----- Belge -----

Dillerimiz farklı mücadelemiz aynı: İstanbul Sözleşmesi yaşatır!

İstanbul Sözleşmesi olarak bilinen Kadınlara Yönelik Şiddet ve Aile İçi Şiddetin Önlenmesi ve Bunlarla Mücadeleye İlişkin Avrupa Konseyi Sözleşmesi, adı üzerinde kadına yönelik şiddet ve ev içi şiddetle mücadele kapsamında kabul edilen uluslararası bir anlaşmadır.

 

Avrupa Konseyi üyesi 45 üye ve Avrupa Birliği tarafından imzalanan bu sözleşmenin Türkiye’deki yasal karşılığı, 6284 sayılı Ailenin Korunması ve Kadına Karşı Şiddetin Önlenmesine Dair Kanundur. Altı yıldır yürürlükte olan bu sözleşme, dünya kadın hareketi ve feminist mücadelenin bir kazanımıdır.

-----

#### Yapılacak görev a
Aşağıdaki (i), (ii) ve (iii) ifadelerinin İstanbul Sözleşmesi hakkındaki belgeyle uyuşup uyuşmadığını belirtin. Her biri için evet ya da hayır deyin ve kararı veren sözleri belgeden aynen alıntılayın. (i) Sözleşme, Avrupa Konseyi üyesi 45 üye ve Avrupa Birliği tarafından imzalanmıştır. (ii) Sözleşme on yıldır yürürlüktedir. (iii) Sözleşme, dünya kadın hareketi ve feminist mücadelenin bir kazanımıdır.
Belge ile satırlar birbirinden ayrı malzemelerdir.

----- Alıştırma verileri -----

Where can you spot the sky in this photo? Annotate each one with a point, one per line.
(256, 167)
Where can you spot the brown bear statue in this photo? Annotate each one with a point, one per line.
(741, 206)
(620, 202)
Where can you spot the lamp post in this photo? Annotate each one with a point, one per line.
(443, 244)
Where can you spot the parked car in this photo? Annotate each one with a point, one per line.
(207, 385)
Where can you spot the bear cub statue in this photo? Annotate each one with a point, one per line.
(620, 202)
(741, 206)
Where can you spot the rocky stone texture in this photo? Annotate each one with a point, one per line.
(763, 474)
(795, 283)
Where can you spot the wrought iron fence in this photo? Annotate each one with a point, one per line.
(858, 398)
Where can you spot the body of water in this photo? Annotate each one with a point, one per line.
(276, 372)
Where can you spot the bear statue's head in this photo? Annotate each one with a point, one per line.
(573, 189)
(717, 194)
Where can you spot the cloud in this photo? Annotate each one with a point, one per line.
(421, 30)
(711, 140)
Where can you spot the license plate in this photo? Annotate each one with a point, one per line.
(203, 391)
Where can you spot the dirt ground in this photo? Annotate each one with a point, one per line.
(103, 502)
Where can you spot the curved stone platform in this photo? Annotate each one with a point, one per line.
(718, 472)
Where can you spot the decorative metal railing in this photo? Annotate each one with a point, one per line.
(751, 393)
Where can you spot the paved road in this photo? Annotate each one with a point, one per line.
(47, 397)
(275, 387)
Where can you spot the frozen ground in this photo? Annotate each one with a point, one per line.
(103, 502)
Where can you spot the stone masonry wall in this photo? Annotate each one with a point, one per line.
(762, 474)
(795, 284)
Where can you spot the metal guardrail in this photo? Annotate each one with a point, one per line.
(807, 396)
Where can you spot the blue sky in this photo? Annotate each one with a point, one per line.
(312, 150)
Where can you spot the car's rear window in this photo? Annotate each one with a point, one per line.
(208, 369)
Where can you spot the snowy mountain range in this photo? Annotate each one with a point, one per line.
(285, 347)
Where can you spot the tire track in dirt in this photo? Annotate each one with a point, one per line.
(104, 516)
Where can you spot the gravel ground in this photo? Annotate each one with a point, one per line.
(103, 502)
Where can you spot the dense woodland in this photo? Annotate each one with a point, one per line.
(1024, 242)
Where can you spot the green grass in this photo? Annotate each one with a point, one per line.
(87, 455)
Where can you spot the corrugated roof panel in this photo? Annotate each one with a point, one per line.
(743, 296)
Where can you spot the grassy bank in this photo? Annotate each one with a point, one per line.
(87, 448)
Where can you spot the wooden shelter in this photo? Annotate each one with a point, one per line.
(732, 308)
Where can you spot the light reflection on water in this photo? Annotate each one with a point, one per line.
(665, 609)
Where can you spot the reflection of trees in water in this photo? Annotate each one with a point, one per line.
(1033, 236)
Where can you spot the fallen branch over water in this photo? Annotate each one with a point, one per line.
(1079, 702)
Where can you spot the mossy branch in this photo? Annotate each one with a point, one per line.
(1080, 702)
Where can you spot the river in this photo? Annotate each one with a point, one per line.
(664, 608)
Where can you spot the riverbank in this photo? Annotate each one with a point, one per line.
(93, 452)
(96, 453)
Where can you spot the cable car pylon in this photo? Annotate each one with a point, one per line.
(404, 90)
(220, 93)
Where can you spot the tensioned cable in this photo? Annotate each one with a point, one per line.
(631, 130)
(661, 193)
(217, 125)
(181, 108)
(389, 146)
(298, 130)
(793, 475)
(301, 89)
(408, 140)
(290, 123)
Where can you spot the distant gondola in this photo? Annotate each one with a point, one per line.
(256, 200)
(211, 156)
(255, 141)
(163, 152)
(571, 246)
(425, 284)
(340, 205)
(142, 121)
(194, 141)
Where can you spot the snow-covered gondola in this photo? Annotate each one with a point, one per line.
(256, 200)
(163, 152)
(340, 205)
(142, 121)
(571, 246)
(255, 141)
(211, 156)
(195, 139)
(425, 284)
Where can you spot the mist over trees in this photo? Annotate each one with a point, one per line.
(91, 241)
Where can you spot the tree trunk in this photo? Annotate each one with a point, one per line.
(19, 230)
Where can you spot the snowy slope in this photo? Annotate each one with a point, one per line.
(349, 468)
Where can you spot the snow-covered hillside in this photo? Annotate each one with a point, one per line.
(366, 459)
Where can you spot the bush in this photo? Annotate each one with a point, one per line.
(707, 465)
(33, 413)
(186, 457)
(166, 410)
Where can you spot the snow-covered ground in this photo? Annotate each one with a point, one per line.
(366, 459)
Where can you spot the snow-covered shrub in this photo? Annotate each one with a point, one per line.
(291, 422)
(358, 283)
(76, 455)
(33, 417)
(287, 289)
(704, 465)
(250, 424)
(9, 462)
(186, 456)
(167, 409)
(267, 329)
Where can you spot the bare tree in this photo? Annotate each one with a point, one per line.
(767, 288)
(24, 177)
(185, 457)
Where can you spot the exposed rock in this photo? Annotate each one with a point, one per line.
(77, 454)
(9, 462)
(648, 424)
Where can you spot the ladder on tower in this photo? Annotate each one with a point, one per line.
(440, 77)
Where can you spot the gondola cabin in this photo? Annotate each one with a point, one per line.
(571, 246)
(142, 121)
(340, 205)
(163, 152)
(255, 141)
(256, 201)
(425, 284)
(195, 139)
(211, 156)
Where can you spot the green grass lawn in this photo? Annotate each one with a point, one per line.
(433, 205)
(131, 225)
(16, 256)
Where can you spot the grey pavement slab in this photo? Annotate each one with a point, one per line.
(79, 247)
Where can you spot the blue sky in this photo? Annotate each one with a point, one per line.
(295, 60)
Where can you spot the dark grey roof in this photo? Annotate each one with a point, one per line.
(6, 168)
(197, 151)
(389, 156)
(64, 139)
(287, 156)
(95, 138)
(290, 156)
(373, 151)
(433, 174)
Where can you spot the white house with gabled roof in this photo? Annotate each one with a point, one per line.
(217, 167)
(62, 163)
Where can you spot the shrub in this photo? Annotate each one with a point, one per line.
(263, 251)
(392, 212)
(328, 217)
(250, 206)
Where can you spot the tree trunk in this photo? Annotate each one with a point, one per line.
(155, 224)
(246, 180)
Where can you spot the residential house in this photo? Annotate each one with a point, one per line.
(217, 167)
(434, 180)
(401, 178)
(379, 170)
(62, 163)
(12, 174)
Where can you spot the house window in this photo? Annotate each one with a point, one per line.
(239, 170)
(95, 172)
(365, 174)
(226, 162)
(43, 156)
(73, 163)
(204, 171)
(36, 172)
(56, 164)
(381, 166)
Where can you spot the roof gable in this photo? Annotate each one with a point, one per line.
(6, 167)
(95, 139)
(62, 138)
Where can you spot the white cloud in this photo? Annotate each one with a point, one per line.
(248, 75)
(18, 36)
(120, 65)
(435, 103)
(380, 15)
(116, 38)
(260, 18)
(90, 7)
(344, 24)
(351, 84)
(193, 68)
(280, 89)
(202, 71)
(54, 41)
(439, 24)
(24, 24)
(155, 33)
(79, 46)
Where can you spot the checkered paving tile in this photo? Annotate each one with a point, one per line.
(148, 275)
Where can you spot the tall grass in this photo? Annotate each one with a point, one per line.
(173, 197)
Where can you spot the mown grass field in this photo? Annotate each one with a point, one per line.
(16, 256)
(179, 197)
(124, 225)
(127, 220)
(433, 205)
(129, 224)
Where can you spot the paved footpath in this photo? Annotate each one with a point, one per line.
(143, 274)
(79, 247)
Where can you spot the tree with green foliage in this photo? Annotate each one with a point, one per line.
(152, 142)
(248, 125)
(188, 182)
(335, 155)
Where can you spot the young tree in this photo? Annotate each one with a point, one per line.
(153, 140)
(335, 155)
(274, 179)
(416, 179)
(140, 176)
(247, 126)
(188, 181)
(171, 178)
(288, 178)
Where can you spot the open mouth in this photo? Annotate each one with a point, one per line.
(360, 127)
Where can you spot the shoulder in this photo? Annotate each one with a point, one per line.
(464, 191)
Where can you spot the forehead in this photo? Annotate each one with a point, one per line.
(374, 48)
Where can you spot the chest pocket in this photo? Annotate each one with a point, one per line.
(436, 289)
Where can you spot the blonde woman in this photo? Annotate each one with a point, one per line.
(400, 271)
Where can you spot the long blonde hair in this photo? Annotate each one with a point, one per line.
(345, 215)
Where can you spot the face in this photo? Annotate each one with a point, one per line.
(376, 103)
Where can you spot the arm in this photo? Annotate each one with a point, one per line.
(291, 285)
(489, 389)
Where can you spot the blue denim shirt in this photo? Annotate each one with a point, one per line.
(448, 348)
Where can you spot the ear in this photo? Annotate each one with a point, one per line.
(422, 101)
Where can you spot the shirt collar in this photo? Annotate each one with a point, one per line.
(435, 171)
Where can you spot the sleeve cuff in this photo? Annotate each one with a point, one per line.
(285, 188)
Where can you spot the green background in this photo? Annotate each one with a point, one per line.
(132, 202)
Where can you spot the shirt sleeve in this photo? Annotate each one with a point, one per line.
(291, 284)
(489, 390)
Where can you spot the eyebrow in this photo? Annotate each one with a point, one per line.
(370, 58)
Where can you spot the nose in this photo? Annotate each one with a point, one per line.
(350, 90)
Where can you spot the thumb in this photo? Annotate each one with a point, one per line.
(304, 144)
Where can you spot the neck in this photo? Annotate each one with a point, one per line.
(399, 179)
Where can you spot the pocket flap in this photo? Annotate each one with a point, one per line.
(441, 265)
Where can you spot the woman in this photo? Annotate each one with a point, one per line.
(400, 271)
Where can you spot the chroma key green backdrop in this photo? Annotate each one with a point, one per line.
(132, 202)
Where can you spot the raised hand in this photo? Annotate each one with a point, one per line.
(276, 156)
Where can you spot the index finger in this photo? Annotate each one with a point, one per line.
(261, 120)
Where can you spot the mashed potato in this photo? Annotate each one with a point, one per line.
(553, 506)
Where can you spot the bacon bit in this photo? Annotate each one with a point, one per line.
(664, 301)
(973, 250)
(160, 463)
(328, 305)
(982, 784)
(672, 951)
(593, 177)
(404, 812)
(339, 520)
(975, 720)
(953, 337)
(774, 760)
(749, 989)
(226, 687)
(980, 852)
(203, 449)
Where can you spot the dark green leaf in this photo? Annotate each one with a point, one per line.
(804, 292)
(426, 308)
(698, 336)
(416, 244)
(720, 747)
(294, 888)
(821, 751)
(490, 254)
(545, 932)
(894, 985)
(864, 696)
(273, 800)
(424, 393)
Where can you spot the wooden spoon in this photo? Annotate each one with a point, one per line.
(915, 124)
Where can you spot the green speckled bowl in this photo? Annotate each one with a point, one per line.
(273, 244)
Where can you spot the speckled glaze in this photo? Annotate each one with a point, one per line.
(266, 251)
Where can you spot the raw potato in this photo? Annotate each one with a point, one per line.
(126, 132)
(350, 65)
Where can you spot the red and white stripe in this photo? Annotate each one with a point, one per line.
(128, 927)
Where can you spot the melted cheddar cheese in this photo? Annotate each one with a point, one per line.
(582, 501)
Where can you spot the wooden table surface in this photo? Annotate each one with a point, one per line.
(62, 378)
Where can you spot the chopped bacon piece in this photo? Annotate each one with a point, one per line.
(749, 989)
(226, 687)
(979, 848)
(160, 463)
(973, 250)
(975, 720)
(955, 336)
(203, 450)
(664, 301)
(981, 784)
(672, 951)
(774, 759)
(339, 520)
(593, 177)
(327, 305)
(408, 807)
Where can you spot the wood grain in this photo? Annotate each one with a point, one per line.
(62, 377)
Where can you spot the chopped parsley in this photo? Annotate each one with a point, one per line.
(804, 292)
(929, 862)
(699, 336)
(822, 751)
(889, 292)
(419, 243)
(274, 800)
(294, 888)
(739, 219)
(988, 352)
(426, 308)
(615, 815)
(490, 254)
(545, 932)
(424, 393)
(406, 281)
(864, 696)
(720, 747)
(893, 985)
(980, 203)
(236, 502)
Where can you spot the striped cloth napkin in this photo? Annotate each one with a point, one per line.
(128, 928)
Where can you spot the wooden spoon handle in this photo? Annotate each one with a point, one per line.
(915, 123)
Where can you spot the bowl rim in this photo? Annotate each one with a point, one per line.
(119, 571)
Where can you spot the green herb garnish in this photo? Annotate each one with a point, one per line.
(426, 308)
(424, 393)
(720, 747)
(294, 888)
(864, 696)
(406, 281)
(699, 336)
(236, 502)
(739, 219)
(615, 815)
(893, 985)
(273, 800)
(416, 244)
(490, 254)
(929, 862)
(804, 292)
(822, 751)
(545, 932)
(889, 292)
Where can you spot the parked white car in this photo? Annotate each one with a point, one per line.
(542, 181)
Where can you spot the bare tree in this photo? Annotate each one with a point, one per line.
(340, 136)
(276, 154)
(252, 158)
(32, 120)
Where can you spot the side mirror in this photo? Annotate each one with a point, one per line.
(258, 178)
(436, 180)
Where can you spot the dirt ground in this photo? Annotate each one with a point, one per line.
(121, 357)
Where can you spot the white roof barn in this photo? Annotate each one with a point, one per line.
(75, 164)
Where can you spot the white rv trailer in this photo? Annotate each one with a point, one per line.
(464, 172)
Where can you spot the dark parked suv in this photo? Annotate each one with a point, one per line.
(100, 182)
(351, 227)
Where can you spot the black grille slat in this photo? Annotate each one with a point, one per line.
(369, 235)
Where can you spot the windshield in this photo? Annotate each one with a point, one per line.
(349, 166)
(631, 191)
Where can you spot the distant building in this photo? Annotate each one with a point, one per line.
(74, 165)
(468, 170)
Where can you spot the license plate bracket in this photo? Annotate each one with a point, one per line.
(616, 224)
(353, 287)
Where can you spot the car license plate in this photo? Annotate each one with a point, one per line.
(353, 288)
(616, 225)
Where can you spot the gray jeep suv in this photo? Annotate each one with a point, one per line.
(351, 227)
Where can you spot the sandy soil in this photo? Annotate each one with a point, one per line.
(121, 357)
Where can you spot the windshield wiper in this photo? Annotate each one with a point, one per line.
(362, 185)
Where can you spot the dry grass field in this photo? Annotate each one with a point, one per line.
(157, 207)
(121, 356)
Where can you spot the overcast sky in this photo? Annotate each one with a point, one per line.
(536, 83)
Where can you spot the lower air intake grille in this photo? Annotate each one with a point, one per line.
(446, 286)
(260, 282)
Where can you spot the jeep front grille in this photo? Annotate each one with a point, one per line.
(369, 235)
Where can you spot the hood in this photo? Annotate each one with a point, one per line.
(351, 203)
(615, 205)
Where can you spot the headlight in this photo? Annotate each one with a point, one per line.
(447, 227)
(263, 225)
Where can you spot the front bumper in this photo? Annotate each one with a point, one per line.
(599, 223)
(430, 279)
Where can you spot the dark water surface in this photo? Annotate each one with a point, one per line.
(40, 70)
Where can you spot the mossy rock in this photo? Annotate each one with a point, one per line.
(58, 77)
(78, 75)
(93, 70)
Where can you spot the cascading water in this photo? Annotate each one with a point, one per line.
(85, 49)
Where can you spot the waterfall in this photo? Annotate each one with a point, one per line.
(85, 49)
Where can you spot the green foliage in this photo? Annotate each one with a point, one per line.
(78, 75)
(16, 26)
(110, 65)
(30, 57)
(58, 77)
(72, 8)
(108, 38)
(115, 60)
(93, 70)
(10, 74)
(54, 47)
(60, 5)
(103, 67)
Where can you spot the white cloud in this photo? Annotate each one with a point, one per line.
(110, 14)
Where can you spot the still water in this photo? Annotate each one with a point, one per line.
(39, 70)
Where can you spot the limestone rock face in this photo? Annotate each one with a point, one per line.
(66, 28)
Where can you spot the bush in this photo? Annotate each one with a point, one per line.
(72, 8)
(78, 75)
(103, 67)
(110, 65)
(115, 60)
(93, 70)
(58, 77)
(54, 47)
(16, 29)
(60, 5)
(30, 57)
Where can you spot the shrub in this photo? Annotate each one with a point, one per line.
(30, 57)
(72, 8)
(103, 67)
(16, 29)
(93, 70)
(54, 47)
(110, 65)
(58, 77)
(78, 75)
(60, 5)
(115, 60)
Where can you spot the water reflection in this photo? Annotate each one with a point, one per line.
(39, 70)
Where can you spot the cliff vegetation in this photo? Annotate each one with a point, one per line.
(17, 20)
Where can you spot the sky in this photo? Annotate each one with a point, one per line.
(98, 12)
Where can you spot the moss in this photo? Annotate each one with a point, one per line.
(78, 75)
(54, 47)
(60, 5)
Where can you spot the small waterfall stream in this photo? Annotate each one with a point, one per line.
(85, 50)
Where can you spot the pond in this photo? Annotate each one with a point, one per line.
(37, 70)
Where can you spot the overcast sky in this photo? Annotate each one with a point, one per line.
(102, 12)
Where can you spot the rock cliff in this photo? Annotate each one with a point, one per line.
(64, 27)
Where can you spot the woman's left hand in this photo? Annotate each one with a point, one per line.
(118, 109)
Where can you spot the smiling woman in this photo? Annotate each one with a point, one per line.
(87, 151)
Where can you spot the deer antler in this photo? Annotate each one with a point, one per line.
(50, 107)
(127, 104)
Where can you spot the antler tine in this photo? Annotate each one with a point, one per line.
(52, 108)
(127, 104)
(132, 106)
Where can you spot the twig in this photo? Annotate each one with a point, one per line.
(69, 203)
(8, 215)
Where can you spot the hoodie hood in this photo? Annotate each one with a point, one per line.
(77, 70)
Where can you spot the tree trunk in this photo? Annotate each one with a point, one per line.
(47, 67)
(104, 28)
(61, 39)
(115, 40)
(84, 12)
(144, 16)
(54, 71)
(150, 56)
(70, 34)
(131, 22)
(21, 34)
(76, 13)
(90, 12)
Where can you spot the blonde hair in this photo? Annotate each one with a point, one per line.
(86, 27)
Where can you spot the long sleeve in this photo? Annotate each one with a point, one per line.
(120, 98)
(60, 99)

-----

#### Yapılacak görev b
Satırlardan kaçının "bacon" dizesini içerdiğini hesaplayın ve yalnızca sayıyı yazın. Büyük-küçük harf ayrımı önemlidir.

#### Sonuç a
(i) Evet: "Avrupa Konseyi üyesi 45 üye ve Avrupa Birliği tarafından imzalanan"
(ii) Hayır: "Altı yıldır yürürlükte olan"
(iii) Evet: "dünya kadın hareketi ve feminist mücadelenin bir kazanımıdır"

#### Sonuç b
2